SHORT TASK ->
Starting at the line that contains "Accessibility service: describe the location of chin" and ending with the line that contains "0,10 -> 11,48", copy every line of the records below, requests included. Shift each bounding-box coordinate in the answers by adding 32, and leave all numbers in the requests and their format samples unchanged.
======== PROVIDED DATA ========
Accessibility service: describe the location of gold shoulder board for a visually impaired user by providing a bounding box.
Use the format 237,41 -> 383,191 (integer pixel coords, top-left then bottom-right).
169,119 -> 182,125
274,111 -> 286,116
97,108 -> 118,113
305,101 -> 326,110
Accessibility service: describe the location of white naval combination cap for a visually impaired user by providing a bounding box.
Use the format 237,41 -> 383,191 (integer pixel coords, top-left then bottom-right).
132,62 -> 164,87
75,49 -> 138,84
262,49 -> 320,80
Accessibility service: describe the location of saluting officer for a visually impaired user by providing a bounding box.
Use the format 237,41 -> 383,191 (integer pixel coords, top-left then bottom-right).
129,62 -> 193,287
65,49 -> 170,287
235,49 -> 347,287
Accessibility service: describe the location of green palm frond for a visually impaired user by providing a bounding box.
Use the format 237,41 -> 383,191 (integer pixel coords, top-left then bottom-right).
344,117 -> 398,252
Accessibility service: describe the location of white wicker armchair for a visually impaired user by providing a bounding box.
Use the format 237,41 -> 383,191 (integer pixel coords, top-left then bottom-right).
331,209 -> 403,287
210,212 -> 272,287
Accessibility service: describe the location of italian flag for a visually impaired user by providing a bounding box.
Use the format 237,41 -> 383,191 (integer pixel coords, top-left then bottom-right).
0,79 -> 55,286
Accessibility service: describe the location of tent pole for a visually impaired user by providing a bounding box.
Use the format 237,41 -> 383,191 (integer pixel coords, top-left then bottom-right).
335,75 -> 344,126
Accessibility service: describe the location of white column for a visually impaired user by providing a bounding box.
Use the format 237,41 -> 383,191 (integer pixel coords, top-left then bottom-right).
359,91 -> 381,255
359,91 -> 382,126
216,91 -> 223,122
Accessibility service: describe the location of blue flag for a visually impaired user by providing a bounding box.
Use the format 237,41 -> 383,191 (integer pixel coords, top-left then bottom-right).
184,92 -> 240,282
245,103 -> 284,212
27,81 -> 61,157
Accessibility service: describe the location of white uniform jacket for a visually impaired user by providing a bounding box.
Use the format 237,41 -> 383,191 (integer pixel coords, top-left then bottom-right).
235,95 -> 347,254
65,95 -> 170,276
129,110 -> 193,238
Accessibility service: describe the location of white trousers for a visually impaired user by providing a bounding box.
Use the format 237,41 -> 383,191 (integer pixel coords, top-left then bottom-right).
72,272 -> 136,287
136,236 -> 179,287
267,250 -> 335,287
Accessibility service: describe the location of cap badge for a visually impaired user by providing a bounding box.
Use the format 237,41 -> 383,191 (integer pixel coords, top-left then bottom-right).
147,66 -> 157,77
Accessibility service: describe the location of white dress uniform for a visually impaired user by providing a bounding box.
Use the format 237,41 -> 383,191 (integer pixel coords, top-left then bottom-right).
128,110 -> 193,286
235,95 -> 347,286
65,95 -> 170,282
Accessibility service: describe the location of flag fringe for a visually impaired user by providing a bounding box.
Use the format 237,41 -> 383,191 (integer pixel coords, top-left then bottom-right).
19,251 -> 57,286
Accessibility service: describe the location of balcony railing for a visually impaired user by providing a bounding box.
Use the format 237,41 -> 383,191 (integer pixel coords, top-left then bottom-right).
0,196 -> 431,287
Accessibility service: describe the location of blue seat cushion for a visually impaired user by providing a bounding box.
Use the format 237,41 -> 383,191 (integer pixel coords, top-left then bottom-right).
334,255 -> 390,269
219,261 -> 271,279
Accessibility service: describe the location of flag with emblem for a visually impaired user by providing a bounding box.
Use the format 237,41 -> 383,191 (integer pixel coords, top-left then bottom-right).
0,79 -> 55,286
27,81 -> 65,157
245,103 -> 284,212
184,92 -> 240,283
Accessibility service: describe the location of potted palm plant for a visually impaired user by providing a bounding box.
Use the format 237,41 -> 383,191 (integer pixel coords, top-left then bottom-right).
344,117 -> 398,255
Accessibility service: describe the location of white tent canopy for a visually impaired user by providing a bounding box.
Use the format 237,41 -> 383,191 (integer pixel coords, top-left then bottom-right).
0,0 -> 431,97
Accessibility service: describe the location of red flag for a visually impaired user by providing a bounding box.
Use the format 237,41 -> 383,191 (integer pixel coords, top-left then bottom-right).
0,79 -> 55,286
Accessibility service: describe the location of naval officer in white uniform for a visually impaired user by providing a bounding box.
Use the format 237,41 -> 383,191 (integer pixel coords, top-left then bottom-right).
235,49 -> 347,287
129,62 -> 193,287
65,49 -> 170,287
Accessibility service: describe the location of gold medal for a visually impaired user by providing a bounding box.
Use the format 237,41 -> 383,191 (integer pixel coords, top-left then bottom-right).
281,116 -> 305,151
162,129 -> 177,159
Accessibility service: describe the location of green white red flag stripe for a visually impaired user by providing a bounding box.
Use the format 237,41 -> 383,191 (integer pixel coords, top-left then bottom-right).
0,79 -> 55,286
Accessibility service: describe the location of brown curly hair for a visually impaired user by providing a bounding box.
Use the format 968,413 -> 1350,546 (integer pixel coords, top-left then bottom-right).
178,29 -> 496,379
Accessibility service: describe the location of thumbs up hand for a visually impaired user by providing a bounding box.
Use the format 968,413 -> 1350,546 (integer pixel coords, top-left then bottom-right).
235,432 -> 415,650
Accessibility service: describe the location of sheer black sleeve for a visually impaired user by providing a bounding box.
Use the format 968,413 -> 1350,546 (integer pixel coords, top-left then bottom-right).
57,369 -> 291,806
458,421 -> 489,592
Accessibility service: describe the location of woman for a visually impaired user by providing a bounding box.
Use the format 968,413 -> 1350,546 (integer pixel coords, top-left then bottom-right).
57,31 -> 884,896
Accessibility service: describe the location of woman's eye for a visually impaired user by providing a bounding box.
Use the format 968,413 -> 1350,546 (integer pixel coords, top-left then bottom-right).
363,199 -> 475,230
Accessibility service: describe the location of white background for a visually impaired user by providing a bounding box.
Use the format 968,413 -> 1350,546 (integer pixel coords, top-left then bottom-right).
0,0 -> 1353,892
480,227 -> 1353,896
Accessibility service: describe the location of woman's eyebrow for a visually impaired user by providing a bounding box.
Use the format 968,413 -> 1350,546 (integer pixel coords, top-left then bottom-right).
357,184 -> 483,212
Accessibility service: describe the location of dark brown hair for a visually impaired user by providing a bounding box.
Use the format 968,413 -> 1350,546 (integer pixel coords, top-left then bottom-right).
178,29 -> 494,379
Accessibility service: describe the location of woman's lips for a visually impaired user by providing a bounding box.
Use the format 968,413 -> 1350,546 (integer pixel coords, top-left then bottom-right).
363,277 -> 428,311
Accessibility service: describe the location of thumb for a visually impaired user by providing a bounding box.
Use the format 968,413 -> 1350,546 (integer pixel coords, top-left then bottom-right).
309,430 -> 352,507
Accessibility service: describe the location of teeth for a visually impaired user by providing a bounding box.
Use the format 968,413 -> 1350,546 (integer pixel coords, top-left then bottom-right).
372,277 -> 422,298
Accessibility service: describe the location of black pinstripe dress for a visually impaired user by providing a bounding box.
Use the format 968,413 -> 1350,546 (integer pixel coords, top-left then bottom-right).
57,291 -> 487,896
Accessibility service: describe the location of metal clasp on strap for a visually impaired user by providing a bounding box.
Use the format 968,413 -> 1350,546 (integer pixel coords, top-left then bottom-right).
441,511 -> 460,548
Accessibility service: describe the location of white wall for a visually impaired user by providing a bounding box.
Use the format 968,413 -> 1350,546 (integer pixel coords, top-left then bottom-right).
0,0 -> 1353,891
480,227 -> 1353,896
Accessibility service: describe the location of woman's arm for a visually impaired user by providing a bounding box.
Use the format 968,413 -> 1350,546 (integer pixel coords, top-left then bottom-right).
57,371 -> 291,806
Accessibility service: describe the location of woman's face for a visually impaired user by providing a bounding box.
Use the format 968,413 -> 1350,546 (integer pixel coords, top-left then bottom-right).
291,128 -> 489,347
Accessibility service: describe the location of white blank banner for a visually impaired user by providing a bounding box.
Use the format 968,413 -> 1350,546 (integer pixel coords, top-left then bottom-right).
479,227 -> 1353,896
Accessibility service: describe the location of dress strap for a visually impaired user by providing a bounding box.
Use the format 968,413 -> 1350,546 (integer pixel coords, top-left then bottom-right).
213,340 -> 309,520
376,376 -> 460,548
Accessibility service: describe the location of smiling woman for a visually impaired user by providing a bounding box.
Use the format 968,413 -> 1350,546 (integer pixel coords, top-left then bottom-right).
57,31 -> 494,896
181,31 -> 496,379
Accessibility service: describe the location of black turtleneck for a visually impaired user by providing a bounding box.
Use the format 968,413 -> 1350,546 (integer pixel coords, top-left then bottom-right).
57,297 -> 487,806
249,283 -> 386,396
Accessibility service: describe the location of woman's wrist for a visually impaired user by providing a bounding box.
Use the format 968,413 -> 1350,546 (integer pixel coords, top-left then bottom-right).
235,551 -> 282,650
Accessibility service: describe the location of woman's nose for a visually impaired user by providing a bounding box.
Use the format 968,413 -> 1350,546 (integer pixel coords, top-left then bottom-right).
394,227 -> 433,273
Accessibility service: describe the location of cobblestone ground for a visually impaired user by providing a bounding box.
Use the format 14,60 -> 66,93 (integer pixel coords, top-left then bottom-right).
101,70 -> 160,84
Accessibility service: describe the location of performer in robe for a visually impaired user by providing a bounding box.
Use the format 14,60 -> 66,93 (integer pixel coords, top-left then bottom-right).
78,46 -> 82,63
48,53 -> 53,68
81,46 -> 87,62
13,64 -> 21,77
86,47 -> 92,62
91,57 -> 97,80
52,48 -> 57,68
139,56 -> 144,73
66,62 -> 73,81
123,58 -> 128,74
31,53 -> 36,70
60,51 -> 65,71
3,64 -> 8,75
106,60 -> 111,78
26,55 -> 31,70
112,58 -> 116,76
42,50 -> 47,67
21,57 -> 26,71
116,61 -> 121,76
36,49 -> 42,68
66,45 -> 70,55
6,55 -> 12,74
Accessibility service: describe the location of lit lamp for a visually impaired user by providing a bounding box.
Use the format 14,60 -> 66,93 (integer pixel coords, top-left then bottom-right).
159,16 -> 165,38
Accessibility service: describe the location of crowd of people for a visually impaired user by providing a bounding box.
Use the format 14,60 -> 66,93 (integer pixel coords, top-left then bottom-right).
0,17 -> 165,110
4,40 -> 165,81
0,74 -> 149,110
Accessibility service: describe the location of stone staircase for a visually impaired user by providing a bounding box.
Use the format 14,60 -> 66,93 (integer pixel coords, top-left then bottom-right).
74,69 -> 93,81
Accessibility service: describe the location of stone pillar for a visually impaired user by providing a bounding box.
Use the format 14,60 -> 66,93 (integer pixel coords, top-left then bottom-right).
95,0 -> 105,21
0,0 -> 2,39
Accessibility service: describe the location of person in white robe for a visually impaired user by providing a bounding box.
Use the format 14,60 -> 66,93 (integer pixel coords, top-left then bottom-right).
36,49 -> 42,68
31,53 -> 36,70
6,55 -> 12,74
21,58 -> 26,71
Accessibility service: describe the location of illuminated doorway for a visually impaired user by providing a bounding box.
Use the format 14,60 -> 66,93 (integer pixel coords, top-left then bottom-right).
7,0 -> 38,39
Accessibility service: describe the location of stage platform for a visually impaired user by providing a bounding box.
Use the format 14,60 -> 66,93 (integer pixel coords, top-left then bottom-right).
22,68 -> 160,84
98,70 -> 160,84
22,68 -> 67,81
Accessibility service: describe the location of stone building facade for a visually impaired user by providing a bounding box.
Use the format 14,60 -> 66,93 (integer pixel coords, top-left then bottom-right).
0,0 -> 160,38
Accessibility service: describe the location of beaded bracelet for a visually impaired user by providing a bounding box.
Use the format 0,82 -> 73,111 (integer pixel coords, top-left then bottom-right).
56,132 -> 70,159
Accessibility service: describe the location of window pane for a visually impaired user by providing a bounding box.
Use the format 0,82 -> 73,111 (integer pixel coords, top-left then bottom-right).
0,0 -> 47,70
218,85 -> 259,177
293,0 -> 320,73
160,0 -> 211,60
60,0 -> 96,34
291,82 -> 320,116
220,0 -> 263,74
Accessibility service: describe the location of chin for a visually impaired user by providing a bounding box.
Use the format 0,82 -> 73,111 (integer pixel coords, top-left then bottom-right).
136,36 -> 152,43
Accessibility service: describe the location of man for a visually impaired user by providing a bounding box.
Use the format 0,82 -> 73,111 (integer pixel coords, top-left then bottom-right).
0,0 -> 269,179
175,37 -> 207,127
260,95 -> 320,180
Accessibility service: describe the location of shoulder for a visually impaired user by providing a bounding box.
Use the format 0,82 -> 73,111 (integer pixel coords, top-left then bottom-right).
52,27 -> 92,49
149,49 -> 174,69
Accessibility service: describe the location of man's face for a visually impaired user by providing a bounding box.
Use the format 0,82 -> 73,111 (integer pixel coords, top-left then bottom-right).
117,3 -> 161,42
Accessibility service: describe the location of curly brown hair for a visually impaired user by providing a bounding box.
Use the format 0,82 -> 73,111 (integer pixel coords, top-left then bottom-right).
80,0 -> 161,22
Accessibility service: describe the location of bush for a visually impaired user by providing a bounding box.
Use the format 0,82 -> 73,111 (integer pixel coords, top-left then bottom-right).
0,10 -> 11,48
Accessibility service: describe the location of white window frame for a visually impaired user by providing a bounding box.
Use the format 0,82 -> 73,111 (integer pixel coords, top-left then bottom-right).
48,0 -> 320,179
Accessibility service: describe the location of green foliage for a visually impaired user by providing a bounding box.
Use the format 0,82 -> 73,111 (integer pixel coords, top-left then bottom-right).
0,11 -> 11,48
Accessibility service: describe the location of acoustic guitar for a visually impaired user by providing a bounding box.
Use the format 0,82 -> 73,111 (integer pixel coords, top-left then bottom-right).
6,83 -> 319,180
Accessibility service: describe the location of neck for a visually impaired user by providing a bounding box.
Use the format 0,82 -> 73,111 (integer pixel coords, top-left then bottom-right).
========
CORRECT OUTPUT ->
Accessibility service: describe the location of chin for a visually impaired user by providing a bounding box.
Use the format 0,82 -> 73,111 (integer pixel coords, top-left then bottom-right).
168,68 -> 184,75
Accessibility service: describe the location of man for a visually impaired user by providing a bounding box.
Use the format 0,82 -> 73,111 (integer pixel coords, top-left then bottom-right).
32,32 -> 301,211
207,69 -> 239,159
292,127 -> 352,212
Accessibility service: describe the location of shoulder for a visually impaired user by providing a bounding box.
Use the format 0,82 -> 73,111 (integer pixel coords, top-left then bottom-right).
84,59 -> 124,81
181,81 -> 206,101
Accessibility service: describe the location of man's face for a visually impaired user by providing a bounding box.
Use the format 0,82 -> 73,111 (integer pixel coords, top-left then bottom-right).
149,35 -> 193,74
Accessibility service: describe the location of curly brown hair for a visually impaired user by providing a bounding box.
Use the format 0,82 -> 73,111 (integer pixel coords, top-left then bottom-right).
112,32 -> 193,54
Accessibility service: describe the location of bush for a visually impaired user by providing a bounding box.
Use the format 0,82 -> 73,111 (integer pixel coords, top-left then bottom-right).
32,42 -> 43,80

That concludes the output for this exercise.